[Image entries for named regions]
[start]
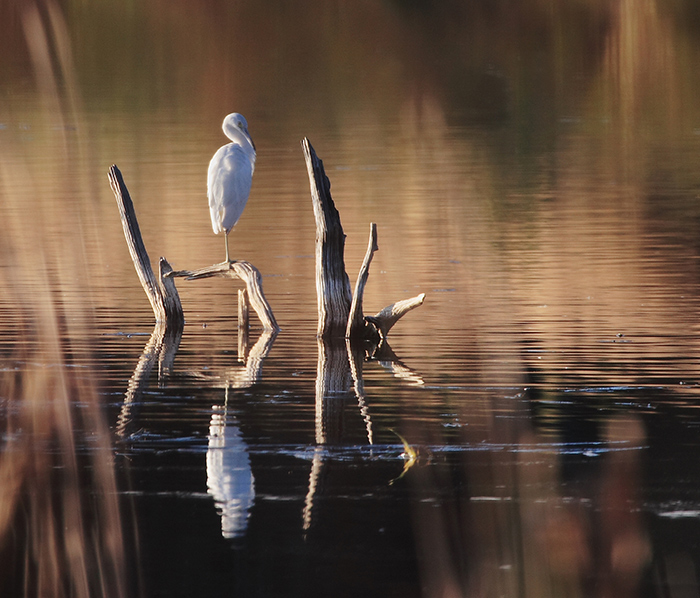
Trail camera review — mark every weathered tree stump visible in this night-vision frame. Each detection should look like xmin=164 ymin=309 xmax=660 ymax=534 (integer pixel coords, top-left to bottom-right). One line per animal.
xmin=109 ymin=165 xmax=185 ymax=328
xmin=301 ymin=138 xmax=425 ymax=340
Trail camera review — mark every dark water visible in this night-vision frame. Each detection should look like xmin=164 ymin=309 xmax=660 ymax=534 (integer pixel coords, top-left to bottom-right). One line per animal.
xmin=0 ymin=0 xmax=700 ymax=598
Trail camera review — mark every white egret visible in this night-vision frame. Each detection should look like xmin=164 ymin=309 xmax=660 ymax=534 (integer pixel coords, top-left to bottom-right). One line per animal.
[end]
INSTRUCTION » Please rewrite the listing above with every "night-vision" changed to "infrared" and everything else left unchanged. Omit the pictures from your answer.

RESULT »
Trail camera review — mark every weathered tree stump visible in this infrared frame. Each detection should look like xmin=164 ymin=309 xmax=660 ymax=534 (integer pixel coords, top-left to bottom-right). One line per animal.
xmin=109 ymin=165 xmax=185 ymax=328
xmin=301 ymin=138 xmax=425 ymax=340
Trail camera review — mark every dark water visible in this infrared frame. Each detection should look like xmin=164 ymin=309 xmax=660 ymax=534 (integer pixel coords, top-left to bottom-right). One line per animal.
xmin=0 ymin=0 xmax=700 ymax=598
Trail camera review — mark every white egret visible in this infrared frame. Each detection should look like xmin=164 ymin=309 xmax=660 ymax=534 (integer pixel coords, top-left to bottom-right). One line per animal.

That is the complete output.